Tarea a realizar 1
Cita textualmente el fragmento del texto sobre la atención sanitaria a las personas trans comprendido entre "Y como se trata" y "clientes o pacientes.", ambos incluidos.
Tarea a realizar 2
Responde brevemente, a partir del texto sobre la atención sanitaria a las personas trans:
(a) ¿Qué debe hacer la asistencia sanitaria con la salud, además de restaurarla y protegerla?
(b) ¿Qué intervenciones pueden provocar efectos adversos?
(c) ¿En qué entornos vitales se sufren con frecuencia situaciones de discriminación social e incluso violencia?

Texto
□ □ □

Sin embargo, la reivindicación de los
LGBTI y de buena parte de la sociedad de excluir la transexualidad como enfermedad se complementa con la exigencia que las personas trans puedan acceder a los
tratamientos necesarios para adecuar su cuerpo a su identidad de género, si así lo desean.
Un derecho que se justifica - como otras intervenciones clínicas- como consecuencia de considerar la
salud como bienestar físico, psíquico y social y, sobre todo, que la asistencia sanitaria no solo debe restaurar y proteger la salud sino también mejorarla. A pesar de que la mayor parte de los determinantes de la salud en positivo no son adecuadamente susceptibles a las intervenciones clínicas.
Pero como cualquier intervención sanitaria hay que tener en cuenta los
potenciales efectos adversos que puede provocar el
tratamiento hormonal, la cirugía o ambos. Consecuencias que además pueden ser irreversibles, por lo que, en beneficio de los demandantes (género gramatical común) conviene extremar las medidas que puedan evitar frustraciones o cosas peores.
Una prudencia que está sobradamente justificada por las características de los anhelos y deseos de los seres humanos, que a menudo son complejos y que frecuentemente son susceptibles a estímulos que los fomentan, en ocasiones con
propósitos simplemente consumistas.
Y como se trata de demandas al sistema sanitario y a sus profesionales, tal vez fuera pertinente alguna
iniciativa deontológica al respecto. En el sentido del
primun non noccere porque el compromiso deontológico debe garantizar a la ciudadanía que la práctica profesional no resulte inconveniente a los usuarios, clientes o pacientes.
Claro que el derecho a la autonomía, traslada buena parte de la responsabilidad al demandante (de nuevo género gramatical común) aunque advertirle adecuadamente de la irreversibilidad de los eventuales efectos indeseables es una
obligación deontológica del profesional, que no debería fomentar acríticamente tales intervenciones.
Pero también, y dentro del ámbito de la deontología, es preciso que los profesionales, además de la actividad informativa a las personas con disforia de género sobre los problemas derivados de las posibles intervenciones, mantengan una
actitud vigilante y en su caso correctora de las posibles situaciones de discriminación social e incluso violencia que sufren con frecuencia en los distintos entornos vitales, desde el familiar al educativo o laboral.

□ □ □

Datos proporcionados
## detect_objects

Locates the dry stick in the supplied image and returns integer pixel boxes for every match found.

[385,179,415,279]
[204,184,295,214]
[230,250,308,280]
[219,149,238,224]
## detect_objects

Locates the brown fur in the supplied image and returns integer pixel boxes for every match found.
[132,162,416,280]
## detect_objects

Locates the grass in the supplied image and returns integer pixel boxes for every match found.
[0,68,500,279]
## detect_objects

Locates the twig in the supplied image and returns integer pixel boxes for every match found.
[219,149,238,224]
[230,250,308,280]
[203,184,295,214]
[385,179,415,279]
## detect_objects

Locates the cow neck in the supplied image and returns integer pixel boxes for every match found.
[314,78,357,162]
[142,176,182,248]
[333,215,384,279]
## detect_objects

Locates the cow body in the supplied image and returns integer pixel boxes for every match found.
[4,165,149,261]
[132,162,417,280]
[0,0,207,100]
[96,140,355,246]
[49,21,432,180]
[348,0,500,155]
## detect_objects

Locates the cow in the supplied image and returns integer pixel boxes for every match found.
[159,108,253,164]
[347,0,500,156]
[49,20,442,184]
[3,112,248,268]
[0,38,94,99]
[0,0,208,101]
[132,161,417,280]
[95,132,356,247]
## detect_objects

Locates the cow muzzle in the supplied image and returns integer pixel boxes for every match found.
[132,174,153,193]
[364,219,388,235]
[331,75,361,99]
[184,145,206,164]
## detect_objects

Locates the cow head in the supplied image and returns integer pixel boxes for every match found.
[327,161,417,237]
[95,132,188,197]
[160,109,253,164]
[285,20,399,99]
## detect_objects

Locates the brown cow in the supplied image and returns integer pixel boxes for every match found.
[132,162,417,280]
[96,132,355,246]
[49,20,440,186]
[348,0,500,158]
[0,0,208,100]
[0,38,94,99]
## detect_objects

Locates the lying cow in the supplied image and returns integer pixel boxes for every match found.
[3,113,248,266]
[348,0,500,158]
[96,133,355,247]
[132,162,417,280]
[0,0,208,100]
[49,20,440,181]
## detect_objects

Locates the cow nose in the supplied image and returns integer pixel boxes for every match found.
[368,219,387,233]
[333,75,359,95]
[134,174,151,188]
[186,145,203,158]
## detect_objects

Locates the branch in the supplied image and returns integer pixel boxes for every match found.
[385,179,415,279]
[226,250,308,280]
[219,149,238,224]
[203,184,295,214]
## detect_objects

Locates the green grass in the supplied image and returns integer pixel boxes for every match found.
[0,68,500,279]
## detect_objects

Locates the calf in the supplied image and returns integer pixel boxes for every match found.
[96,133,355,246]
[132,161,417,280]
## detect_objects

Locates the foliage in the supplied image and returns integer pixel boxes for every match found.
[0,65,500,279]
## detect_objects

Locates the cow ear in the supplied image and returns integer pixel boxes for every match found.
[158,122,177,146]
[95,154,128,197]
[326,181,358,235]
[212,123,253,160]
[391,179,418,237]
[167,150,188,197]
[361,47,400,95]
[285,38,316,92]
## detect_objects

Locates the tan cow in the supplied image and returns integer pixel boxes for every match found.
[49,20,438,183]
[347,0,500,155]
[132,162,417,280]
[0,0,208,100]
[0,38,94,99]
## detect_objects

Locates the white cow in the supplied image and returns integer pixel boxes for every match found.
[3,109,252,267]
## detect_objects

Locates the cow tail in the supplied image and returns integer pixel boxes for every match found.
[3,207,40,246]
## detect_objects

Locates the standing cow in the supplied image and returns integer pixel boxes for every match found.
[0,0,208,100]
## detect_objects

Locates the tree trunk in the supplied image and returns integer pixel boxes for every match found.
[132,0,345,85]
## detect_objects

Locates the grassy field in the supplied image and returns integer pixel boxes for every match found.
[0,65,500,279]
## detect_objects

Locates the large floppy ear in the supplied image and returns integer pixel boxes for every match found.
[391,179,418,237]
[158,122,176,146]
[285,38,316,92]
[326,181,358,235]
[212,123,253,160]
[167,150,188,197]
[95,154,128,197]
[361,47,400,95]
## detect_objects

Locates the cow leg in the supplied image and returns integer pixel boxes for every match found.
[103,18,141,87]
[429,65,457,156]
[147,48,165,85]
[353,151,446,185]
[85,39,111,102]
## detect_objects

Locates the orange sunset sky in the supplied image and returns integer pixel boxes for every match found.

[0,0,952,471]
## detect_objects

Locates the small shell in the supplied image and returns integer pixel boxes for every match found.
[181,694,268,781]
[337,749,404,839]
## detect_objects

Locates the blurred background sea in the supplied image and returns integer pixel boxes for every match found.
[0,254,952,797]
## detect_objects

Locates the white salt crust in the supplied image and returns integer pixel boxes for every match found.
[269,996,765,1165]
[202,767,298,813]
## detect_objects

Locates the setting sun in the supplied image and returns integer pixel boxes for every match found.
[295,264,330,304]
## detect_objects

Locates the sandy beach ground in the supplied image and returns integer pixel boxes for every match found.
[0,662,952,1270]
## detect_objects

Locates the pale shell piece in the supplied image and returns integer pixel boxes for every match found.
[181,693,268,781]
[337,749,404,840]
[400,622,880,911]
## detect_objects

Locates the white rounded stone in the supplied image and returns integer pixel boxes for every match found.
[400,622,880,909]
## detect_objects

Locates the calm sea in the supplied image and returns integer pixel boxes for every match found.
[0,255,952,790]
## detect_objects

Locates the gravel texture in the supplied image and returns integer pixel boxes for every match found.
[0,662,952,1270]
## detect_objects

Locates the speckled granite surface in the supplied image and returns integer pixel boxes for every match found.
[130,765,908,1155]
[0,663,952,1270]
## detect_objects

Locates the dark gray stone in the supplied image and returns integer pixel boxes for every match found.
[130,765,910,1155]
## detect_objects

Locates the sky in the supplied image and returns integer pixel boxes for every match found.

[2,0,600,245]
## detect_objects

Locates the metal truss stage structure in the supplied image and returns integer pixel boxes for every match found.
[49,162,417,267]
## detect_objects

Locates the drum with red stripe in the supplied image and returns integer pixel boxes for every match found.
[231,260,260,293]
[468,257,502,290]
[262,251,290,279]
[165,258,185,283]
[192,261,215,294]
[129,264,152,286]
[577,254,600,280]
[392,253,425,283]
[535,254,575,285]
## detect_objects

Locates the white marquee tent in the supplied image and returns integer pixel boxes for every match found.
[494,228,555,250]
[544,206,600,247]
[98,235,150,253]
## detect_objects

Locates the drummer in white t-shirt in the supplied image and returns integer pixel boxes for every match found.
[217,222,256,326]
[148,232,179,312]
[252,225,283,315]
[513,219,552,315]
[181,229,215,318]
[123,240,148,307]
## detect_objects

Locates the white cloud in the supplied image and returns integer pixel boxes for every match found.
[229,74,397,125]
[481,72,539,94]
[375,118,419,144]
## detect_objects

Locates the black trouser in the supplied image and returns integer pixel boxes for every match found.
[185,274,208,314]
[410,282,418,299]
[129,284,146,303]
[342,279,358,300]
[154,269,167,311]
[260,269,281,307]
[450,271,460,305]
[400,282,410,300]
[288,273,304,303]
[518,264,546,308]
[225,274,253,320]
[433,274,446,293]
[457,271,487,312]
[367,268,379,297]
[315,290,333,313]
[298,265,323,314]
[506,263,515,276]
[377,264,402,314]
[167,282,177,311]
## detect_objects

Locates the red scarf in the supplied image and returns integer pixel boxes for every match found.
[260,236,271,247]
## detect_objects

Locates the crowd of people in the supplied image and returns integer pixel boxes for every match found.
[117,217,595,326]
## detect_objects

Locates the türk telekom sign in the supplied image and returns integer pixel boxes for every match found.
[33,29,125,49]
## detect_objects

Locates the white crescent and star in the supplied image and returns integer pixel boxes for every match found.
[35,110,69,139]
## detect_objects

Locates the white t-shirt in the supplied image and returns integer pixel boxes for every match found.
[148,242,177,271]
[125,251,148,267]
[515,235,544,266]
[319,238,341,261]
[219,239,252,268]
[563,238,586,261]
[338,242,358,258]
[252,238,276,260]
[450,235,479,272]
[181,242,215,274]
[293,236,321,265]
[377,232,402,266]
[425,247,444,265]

□ □ □

Solución del ejercicio 1
Y como se trata de demandas al sistema sanitario y a sus profesionales, tal vez fuera pertinente alguna
iniciativa deontológica al respecto. En el sentido del
primun non noccere porque el compromiso deontológico debe garantizar a la ciudadanía que la práctica profesional no resulte inconveniente a los usuarios, clientes o pacientes.

Solución del ejercicio 2
(a) Mejorarla.
(b) El tratamiento hormonal, la cirugía o ambos.
(c) En los distintos entornos vitales, desde el familiar al educativo o laboral.